### Task statement
Lay out the data from the line containing "Find the man" through the end as a JSON list of strings, with one string for each line and blank lines omitted.

### Records for the task
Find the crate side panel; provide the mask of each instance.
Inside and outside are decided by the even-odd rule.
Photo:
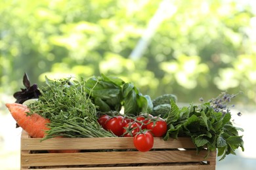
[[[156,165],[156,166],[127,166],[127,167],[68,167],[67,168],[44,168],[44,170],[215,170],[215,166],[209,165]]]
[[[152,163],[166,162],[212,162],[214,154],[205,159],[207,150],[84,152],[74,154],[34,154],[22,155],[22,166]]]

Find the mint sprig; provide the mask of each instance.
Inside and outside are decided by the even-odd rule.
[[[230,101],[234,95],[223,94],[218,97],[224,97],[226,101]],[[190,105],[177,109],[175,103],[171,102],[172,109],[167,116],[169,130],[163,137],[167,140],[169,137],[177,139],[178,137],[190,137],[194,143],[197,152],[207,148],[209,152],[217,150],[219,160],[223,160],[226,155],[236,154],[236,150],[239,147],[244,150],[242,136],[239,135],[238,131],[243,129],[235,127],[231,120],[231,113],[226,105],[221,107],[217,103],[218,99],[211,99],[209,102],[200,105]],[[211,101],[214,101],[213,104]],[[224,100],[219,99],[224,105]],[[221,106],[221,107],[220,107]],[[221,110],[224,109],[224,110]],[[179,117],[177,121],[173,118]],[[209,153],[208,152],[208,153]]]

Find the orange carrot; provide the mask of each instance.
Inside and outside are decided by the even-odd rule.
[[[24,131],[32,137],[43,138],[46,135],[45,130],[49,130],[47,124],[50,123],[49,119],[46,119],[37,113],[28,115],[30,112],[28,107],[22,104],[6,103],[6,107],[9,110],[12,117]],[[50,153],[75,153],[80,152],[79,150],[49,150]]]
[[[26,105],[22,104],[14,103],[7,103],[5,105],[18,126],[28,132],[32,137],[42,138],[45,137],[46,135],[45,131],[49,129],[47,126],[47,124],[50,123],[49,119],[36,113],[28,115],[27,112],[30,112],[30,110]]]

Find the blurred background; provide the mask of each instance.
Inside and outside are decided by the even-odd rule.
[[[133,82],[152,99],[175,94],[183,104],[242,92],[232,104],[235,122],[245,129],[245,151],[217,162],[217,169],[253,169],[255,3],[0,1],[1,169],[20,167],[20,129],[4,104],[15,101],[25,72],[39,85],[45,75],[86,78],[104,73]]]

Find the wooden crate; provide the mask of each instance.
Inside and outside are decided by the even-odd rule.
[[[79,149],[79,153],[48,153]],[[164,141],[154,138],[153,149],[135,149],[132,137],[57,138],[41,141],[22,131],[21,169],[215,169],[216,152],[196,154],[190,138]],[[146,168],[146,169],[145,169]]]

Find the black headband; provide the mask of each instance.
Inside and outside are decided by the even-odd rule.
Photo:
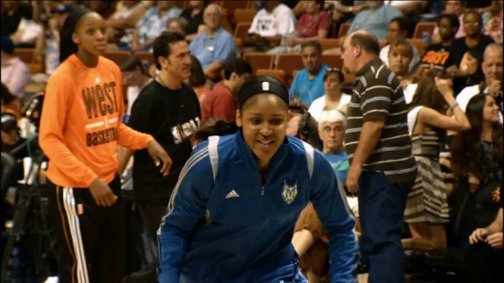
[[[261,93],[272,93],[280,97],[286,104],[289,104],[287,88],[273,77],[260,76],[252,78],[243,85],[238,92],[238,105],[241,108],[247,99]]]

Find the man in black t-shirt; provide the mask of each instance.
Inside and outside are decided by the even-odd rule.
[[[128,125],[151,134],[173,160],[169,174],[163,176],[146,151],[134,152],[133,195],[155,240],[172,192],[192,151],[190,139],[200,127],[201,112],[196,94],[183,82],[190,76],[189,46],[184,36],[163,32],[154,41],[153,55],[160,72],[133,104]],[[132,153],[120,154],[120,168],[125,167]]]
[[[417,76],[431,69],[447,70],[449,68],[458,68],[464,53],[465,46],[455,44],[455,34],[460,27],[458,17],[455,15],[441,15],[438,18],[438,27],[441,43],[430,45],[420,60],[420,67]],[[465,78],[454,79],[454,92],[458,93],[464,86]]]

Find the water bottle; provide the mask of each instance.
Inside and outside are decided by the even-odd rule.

### Exercise response
[
  "Find the man in black t-shirt; provide the mask of each instance.",
  "Inside and outside are decided by the even-odd rule.",
  "[[[128,125],[151,134],[173,160],[169,174],[163,176],[146,151],[134,152],[133,195],[155,240],[172,192],[192,151],[190,139],[200,127],[201,112],[196,94],[183,82],[190,76],[189,46],[184,36],[163,32],[154,41],[153,55],[160,72],[133,104]],[[132,153],[120,154],[120,168],[125,167]]]",
  "[[[417,76],[431,69],[447,70],[449,68],[458,68],[464,53],[465,46],[455,44],[455,34],[460,27],[458,17],[455,15],[441,15],[438,18],[438,27],[441,43],[430,45],[420,60],[420,67]],[[465,78],[454,79],[454,92],[458,93],[464,86]]]",
  "Find the water bottle; provide the mask of each instance.",
  "Inside and outside are decided by the even-odd rule."
]